§ **Text section**:
* start *
Summary
dismissing claims on statute of limitations grounds; discovery rule inapplicable where plaintiffs had loan documents but claimed inability to discover the loan terms due to limited English ability and unfamiliarity with legal terminology
Summary of this case from Villegas v. Wells Fargo Bank, N.A.Opinion
Case No. C-12-1660 JCS
06-26-2012
ORDER GRANTING MOTION TO DISMISS PLAINTIFFS' COMPLAINT
WITH LEAVE TO AMEND [Docket No. 11]
I. INTRODUCTION
Plaintiffs Rosa and Samuel Nevarez ("Plaintiffs") initiated this action on March 20, 2012, challenging the mortgage loan agreement entered into between Plaintiffs and Defendant Wells Fargo Bank, N.A. (hereafter "Defendant"). Defendant removed the case to this Court. On April 23, 2012, Plaintiffs filed a First Amended Complaint. Defendant now brings a Motion to Dismiss the First Amended Complaint ("FAC"). The parties have consented to the jurisdiction of the undersigned magistrate judge pursuant to 28 U.S.C. § 636(c). A hearing was held on June 15, 2012. For the reasons stated below, the Motion to Dismiss is GRANTED WITH LEAVE TO AMEND.
II. REQUEST FOR JUDICIAL NOTICE
Defendants requests that the Court take judicial notice of 14 documents, most of which are matters of public record and/or directly referenced in Plaintiffs' complaint. Request for Judicial Notice in Support of Motion to Dismiss Plaintiff's Complaint Filed by Defendant Wells Fargo Bank, N.A. Docket No. 11-1. Plaintiffs have not objected to Defendant's request, nor have they challenged the authenticity of any of the attached documents. Accordingly, the Court takes judicial notice of all of these records, except for Exhibit B, pursuant to Rule 201 of the Federal Rule of Evidence. Further, the Court may consider these documents, along with the allegations in Plaintiffs' complaint, on a motion to dismiss under Rule 12(b)(6) of the Federal Rules of Evidence. See Catholic League for Religious and Civil Rights v. City and County of San Francisco, 464 F.Supp.2d 938, 941 (N.D. Cal. 2006).
The Court denies Defendant's request to take judicial notice of a letter dated November 19, 2007, Office of Thrift Supervision because there is no indication from this document or from the Defendant's Request for Judicial Notice that this letter is a public record. See Docket No. 11-1, Request No. 2, Exh. B. The remaining documents in the Defendant's Request are matters of public record.
* end *
§ **Bounding-box entries**:
* start *
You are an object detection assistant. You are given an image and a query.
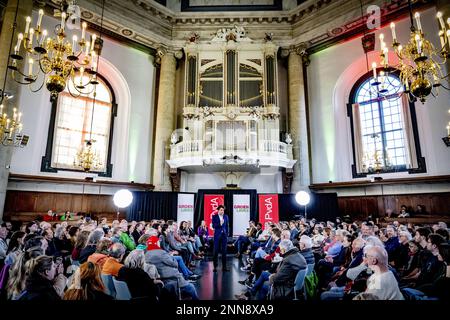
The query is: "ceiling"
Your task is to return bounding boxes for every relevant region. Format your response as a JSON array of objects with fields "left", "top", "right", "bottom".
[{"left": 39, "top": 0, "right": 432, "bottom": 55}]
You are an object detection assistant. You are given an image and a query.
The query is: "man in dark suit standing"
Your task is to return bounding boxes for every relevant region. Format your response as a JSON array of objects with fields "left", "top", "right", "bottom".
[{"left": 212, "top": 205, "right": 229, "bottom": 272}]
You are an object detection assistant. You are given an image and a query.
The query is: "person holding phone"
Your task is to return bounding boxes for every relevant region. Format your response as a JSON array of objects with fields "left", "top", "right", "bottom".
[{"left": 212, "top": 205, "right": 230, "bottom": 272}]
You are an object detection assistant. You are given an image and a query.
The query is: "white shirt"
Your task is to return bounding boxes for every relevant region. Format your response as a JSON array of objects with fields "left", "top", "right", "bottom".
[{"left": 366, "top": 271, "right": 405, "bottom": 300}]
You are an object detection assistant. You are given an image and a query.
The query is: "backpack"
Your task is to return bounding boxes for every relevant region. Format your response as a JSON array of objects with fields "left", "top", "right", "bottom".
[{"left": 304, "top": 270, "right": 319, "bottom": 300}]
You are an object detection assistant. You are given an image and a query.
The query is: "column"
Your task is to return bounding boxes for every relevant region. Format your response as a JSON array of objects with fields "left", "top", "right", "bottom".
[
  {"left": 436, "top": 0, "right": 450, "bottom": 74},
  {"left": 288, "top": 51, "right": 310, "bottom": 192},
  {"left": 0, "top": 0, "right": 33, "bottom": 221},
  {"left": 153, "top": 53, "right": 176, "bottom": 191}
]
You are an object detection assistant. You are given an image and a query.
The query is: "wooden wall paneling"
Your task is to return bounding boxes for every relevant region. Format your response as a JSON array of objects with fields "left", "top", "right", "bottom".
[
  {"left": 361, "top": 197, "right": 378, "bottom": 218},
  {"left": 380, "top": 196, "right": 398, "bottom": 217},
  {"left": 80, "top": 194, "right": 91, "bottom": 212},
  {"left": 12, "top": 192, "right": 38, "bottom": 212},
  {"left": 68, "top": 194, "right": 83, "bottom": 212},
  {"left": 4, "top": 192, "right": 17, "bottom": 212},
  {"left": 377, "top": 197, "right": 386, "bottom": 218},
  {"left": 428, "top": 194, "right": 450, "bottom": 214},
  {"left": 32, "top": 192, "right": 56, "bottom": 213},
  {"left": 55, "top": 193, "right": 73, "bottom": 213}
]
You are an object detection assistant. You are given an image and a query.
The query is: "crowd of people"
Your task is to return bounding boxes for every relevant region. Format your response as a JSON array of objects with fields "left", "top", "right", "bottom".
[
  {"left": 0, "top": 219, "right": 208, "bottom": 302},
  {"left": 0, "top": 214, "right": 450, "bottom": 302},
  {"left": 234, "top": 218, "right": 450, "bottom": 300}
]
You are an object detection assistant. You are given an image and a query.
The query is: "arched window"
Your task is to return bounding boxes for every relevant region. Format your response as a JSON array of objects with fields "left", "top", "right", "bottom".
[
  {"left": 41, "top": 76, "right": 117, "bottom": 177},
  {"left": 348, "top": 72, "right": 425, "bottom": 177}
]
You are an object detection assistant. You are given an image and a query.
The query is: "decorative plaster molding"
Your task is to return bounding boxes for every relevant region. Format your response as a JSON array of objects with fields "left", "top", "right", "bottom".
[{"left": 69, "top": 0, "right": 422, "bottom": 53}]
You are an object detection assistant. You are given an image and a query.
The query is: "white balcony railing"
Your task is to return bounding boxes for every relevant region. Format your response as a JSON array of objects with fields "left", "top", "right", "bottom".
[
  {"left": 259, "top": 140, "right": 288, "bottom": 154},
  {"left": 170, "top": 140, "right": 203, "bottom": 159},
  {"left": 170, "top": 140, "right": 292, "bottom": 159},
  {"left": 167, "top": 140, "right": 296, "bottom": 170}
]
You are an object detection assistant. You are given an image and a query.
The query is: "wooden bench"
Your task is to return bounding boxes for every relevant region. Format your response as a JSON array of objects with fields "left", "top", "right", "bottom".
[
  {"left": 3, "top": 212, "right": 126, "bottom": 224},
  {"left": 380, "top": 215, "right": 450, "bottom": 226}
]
* end *
* start *
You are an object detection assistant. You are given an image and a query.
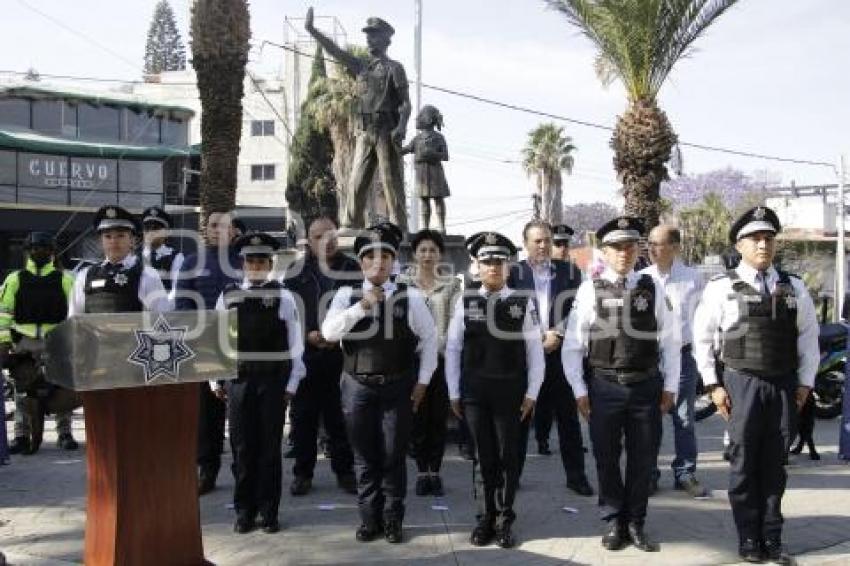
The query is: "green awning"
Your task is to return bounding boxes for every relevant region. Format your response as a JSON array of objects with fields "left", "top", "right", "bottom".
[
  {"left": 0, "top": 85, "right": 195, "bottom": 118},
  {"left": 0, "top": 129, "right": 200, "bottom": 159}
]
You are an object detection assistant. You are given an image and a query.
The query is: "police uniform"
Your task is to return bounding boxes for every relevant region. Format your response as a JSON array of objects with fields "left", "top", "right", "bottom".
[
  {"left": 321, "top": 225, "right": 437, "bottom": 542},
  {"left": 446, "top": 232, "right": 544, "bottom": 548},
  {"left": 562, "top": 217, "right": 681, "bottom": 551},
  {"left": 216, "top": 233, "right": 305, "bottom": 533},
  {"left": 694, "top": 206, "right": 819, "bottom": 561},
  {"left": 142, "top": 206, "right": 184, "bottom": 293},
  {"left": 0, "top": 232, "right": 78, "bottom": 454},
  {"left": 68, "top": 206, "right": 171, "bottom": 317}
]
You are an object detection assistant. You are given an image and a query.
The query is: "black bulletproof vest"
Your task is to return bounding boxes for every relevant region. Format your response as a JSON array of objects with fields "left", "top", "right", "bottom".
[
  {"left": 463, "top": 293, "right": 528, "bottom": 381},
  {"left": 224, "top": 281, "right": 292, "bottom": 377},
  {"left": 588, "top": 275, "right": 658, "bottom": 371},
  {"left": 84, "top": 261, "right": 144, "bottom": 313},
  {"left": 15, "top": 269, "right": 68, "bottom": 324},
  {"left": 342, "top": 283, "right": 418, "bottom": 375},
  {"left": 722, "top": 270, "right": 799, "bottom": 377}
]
* end *
* start *
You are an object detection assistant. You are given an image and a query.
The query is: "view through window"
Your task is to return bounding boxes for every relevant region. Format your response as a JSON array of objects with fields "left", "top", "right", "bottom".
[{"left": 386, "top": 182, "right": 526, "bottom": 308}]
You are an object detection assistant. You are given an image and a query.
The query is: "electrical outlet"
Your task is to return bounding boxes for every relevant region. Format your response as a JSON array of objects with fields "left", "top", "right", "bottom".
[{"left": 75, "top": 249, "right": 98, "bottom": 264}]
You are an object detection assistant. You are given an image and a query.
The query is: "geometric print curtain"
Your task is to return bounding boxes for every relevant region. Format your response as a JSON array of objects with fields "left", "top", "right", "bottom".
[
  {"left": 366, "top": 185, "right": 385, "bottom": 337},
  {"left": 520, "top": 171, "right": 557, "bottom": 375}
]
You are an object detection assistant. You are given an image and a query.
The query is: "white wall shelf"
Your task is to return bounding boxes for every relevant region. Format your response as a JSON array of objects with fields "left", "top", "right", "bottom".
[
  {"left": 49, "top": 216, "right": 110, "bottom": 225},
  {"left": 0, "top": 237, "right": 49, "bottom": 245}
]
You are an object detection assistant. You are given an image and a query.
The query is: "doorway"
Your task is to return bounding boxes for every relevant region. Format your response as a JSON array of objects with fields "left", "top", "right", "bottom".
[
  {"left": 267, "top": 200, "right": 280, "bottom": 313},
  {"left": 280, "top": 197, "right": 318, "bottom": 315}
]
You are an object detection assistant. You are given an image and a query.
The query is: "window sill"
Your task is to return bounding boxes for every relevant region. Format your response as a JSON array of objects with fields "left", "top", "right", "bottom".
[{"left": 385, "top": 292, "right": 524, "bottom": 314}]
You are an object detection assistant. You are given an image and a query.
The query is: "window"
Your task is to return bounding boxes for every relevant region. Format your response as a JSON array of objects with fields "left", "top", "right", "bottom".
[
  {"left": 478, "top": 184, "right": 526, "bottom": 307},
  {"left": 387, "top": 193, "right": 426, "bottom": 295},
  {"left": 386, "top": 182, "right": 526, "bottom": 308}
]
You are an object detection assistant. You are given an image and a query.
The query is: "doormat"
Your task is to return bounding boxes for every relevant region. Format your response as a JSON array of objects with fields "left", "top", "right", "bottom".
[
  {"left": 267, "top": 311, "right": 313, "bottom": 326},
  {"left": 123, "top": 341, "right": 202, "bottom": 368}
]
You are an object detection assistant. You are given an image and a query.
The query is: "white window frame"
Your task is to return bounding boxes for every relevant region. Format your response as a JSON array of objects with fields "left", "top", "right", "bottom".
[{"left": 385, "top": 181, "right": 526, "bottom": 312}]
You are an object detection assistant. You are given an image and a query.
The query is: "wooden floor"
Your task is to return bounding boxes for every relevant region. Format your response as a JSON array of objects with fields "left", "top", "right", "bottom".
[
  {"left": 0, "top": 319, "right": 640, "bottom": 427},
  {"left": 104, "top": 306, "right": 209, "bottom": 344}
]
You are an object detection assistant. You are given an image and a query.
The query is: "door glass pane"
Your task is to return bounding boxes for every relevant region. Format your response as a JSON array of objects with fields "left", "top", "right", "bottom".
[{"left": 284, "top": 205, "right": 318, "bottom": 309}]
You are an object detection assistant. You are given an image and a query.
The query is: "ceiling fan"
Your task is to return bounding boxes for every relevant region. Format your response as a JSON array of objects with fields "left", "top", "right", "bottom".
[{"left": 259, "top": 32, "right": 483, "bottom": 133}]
* end *
§ **Tasks to carry out**:
A. In the court order, reproduce the passage from "The Court denies" up to and including "of public record.", swapping "letter" for "memorandum".
B. Answer these questions from the court order:
(i) On what date did Plaintiffs initiate the action?
(ii) On what date was the hearing held?
(iii) How many documents did Defendant ask the Court to take judicial notice of?
None of the entries are needed for this work.

§ **Solutions to each task**:
A.
The Court denies Defendant's request to take judicial notice of a memorandum dated November 19, 2007, Office of Thrift Supervision because there is no indication from this document or from the Defendant's Request for Judicial Notice that this memorandum is a public record. See Docket No. 11-1, Request No. 2, Exh. B. The remaining documents in the Defendant's Request are matters of public record.

B.
(i) March 20, 2012
(ii) June 15, 2012
(iii) 14